Consignes:
Dans le texte sur Marguerite et François Ier, pendant quelles années plusieurs crurent-ils que la France ne resterait pas en arrière de l'Allemagne, de la Suisse et de l'Angleterre ?

Passage choisi:

#####

(1525, 1526)
Le passage du Rhin à Strasbourg – Le comte de Haute-Flamme – Correspondance de Marguerite et de Haute-Flamme – Le système de Marguerite – Elle invite Haute-Flamme en France – Interdit d’écrire, d’imprimer, de lire – Interrogatoire de Berquin – Marguerite gagne sa mère en faveur de Berquin – Le roi défend au parlement de procéder – Henri d’Albret, roi de Navarre – Il recherche la main de Marguerite – Préoccupations de Marguerite
Marguerite, qui revenait d’Espagne pleine d’espoir pour la délivrance de son frère, était décidée à faire tout ce qui serait en son pouvoir pour le triomphe de l’Évangile. Tandis que les hommes du parti ultramontain, rappelant sans cesse la défaite de Pavie, demandaient qu’on apaisât le Ciel par des échafauds, Marguerite pensait au contraire que la France humiliée devait se tourner vers Jésus-Christ, pour obtenir de lui de glorieuses délivrances.
Mais François Ier marcherait-il dans les voies de sa sœur ? L’histoire offre peu de caractères plus inconséquent que celui de ce prince. Il cédait tantôt à Marguerite et tantôt à la Sorbonne. Il emprisonnait et libérait, il rivait les chaînes et les brisait. Toutes ses actions se contredisaient ; tous ses projets semblaient s’exclure l’un l’autre ; par son côté lumineux, il était le père des lettres ; par son côté ténébreux, l’ennemi de toute liberté, et surtout de celle que donne l’Évangile ; et il passait avec aisance de l’un de ces rôles à l’autre. Cependant l’influence que Marguerite exerça sur lui en faveur des réformés, sembla la plus forte, pendant les huit ou neuf années qui suivirent sa captivité ; François se montra plutôt favorable aux évangéliques durant cette époque, sauf certains moments où quelques excès l’irritèrent. Coursier fantasque et fougueux, il sentit quelquefois une mouche qui le piquait, se cabra et jeta bas son cavalier ; mais il se calmait pourtant et se remettait au pas. Aussi plusieurs crurent pendant ces années 1525 à 1534, que la patrie de Bernard et de Valdo ne resterait pas en arrière de l’Allemagne, de la Suisse et de l’Angleterre. Si la Réforme s’y fût accomplie, la France eût été sauvée des abominations des Valois, du despotisme des Bourbons, et des superstitions asservissantes des papes.

#####

Extrait des données:
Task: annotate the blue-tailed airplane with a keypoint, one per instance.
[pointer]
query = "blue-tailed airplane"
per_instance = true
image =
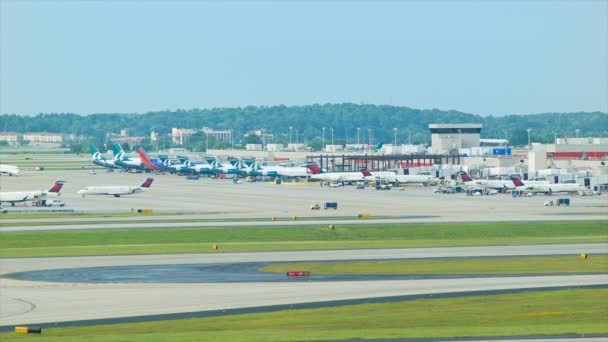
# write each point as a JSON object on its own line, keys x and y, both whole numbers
{"x": 153, "y": 164}
{"x": 124, "y": 161}
{"x": 98, "y": 159}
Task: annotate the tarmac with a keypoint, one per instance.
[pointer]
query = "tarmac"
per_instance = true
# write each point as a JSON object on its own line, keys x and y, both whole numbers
{"x": 224, "y": 200}
{"x": 35, "y": 300}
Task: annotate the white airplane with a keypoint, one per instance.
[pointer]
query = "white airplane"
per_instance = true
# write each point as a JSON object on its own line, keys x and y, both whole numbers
{"x": 11, "y": 170}
{"x": 548, "y": 188}
{"x": 98, "y": 159}
{"x": 391, "y": 177}
{"x": 319, "y": 175}
{"x": 277, "y": 170}
{"x": 496, "y": 184}
{"x": 22, "y": 196}
{"x": 116, "y": 190}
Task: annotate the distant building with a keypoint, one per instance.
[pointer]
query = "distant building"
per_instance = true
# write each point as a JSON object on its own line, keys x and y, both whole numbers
{"x": 219, "y": 135}
{"x": 10, "y": 137}
{"x": 179, "y": 135}
{"x": 447, "y": 138}
{"x": 274, "y": 147}
{"x": 44, "y": 137}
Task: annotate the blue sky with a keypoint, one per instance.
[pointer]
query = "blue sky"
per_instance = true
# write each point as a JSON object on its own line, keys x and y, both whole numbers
{"x": 494, "y": 57}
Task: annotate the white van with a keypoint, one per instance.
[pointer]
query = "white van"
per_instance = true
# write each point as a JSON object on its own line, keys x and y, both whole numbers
{"x": 54, "y": 203}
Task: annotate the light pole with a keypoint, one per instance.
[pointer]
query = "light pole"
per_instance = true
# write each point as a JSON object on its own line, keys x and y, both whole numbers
{"x": 290, "y": 128}
{"x": 323, "y": 144}
{"x": 394, "y": 136}
{"x": 555, "y": 137}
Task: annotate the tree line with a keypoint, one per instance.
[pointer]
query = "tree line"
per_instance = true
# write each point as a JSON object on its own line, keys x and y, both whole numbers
{"x": 346, "y": 123}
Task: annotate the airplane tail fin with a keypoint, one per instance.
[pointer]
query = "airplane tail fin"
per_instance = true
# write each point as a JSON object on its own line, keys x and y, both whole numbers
{"x": 517, "y": 182}
{"x": 144, "y": 158}
{"x": 314, "y": 168}
{"x": 234, "y": 162}
{"x": 147, "y": 183}
{"x": 465, "y": 177}
{"x": 211, "y": 160}
{"x": 57, "y": 186}
{"x": 119, "y": 153}
{"x": 95, "y": 154}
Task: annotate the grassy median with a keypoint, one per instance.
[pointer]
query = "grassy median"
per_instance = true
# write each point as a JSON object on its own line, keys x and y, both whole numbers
{"x": 580, "y": 311}
{"x": 242, "y": 239}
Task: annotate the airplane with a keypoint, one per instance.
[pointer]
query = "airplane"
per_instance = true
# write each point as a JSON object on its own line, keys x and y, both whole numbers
{"x": 320, "y": 175}
{"x": 116, "y": 190}
{"x": 219, "y": 168}
{"x": 152, "y": 164}
{"x": 547, "y": 188}
{"x": 98, "y": 159}
{"x": 11, "y": 170}
{"x": 278, "y": 170}
{"x": 122, "y": 160}
{"x": 183, "y": 165}
{"x": 495, "y": 184}
{"x": 391, "y": 177}
{"x": 22, "y": 196}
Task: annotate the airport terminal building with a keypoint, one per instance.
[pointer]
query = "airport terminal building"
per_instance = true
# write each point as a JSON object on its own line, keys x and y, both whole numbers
{"x": 448, "y": 138}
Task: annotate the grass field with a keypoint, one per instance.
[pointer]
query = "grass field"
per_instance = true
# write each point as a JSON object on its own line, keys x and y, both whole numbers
{"x": 196, "y": 240}
{"x": 468, "y": 266}
{"x": 580, "y": 311}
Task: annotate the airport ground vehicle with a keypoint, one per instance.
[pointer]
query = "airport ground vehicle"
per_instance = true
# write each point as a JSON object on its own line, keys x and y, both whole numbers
{"x": 52, "y": 203}
{"x": 383, "y": 187}
{"x": 330, "y": 205}
{"x": 445, "y": 190}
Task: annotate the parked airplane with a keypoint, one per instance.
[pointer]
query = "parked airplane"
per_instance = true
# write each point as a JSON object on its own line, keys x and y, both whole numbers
{"x": 391, "y": 177}
{"x": 11, "y": 170}
{"x": 217, "y": 167}
{"x": 319, "y": 175}
{"x": 22, "y": 196}
{"x": 184, "y": 165}
{"x": 277, "y": 170}
{"x": 495, "y": 184}
{"x": 116, "y": 190}
{"x": 152, "y": 164}
{"x": 548, "y": 188}
{"x": 98, "y": 159}
{"x": 124, "y": 161}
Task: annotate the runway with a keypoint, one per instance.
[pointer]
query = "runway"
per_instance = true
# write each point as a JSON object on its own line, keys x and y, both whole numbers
{"x": 29, "y": 302}
{"x": 217, "y": 203}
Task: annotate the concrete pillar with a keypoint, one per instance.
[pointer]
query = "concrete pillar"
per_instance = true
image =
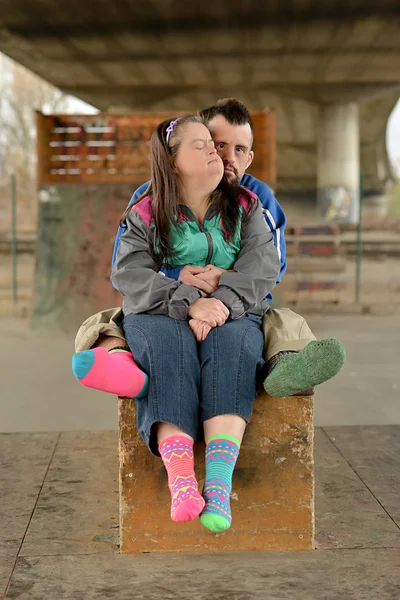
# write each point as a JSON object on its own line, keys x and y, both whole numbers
{"x": 338, "y": 163}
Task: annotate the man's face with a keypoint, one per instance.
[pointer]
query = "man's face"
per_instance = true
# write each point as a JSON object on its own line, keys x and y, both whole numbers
{"x": 233, "y": 144}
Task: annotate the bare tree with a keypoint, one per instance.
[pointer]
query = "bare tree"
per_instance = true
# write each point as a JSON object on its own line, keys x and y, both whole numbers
{"x": 21, "y": 94}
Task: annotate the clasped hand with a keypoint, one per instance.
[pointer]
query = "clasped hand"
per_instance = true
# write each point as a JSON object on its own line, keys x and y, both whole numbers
{"x": 205, "y": 313}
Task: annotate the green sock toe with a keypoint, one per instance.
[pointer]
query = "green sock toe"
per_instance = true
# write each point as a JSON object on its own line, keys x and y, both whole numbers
{"x": 214, "y": 523}
{"x": 319, "y": 361}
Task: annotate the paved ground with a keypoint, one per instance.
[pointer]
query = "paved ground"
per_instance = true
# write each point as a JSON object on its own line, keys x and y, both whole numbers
{"x": 59, "y": 528}
{"x": 59, "y": 490}
{"x": 39, "y": 392}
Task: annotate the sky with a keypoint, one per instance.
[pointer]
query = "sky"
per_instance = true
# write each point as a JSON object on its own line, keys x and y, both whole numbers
{"x": 392, "y": 132}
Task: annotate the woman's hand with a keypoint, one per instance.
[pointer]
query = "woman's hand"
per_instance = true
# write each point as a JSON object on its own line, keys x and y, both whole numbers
{"x": 200, "y": 329}
{"x": 211, "y": 275}
{"x": 189, "y": 276}
{"x": 210, "y": 310}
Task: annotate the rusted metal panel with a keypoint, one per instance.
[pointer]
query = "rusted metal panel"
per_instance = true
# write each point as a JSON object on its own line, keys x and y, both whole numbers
{"x": 273, "y": 486}
{"x": 108, "y": 148}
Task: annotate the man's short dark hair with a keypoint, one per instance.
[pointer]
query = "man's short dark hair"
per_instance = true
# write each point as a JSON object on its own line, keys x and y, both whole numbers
{"x": 234, "y": 112}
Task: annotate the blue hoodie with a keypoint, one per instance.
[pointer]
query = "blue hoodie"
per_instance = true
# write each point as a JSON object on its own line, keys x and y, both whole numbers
{"x": 273, "y": 215}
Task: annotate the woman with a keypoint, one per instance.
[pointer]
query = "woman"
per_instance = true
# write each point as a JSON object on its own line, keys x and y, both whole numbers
{"x": 201, "y": 353}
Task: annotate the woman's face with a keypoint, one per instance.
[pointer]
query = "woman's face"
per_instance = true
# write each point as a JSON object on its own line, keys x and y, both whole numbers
{"x": 197, "y": 161}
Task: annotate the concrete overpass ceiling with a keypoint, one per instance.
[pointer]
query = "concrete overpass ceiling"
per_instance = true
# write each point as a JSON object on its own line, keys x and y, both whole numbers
{"x": 180, "y": 55}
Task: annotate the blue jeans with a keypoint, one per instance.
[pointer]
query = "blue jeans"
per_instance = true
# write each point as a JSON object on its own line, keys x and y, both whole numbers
{"x": 190, "y": 382}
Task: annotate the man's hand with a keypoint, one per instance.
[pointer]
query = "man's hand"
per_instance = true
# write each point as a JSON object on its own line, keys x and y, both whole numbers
{"x": 200, "y": 329}
{"x": 211, "y": 275}
{"x": 189, "y": 276}
{"x": 210, "y": 310}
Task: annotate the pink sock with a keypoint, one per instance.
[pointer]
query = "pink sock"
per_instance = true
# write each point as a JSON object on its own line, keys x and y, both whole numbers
{"x": 115, "y": 372}
{"x": 177, "y": 455}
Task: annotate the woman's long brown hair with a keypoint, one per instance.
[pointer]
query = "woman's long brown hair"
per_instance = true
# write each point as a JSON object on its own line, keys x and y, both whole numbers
{"x": 164, "y": 189}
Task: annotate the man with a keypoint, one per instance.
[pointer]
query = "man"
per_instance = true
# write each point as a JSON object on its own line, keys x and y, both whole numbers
{"x": 295, "y": 361}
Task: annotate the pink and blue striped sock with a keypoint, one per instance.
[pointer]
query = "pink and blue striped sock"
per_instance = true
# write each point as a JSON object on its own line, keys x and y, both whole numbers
{"x": 177, "y": 455}
{"x": 221, "y": 456}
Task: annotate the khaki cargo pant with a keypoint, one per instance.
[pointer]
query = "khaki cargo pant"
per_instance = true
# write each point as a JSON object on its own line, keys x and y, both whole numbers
{"x": 284, "y": 330}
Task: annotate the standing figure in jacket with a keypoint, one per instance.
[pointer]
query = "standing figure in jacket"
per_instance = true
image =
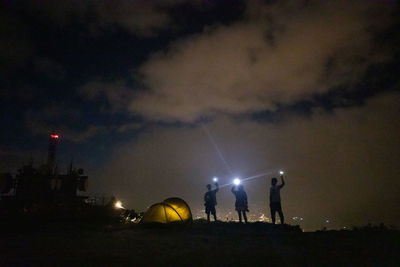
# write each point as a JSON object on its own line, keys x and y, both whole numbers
{"x": 241, "y": 202}
{"x": 210, "y": 201}
{"x": 275, "y": 199}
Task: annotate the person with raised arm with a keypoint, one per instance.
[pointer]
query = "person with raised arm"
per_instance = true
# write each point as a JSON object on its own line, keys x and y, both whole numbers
{"x": 275, "y": 198}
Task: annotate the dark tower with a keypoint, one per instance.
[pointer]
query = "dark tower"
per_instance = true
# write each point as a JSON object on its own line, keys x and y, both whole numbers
{"x": 51, "y": 156}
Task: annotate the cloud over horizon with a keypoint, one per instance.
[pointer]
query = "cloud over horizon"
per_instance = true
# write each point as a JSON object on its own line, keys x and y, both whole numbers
{"x": 278, "y": 54}
{"x": 339, "y": 166}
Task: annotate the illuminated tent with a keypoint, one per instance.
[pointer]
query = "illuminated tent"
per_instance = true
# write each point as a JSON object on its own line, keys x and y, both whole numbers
{"x": 171, "y": 210}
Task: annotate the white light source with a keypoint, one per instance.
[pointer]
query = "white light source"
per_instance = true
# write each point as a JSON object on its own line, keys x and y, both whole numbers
{"x": 118, "y": 205}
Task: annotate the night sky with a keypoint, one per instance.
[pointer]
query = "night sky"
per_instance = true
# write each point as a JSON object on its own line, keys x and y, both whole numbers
{"x": 145, "y": 93}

#####

Réponse:
Pendant les années 1525 à 1534.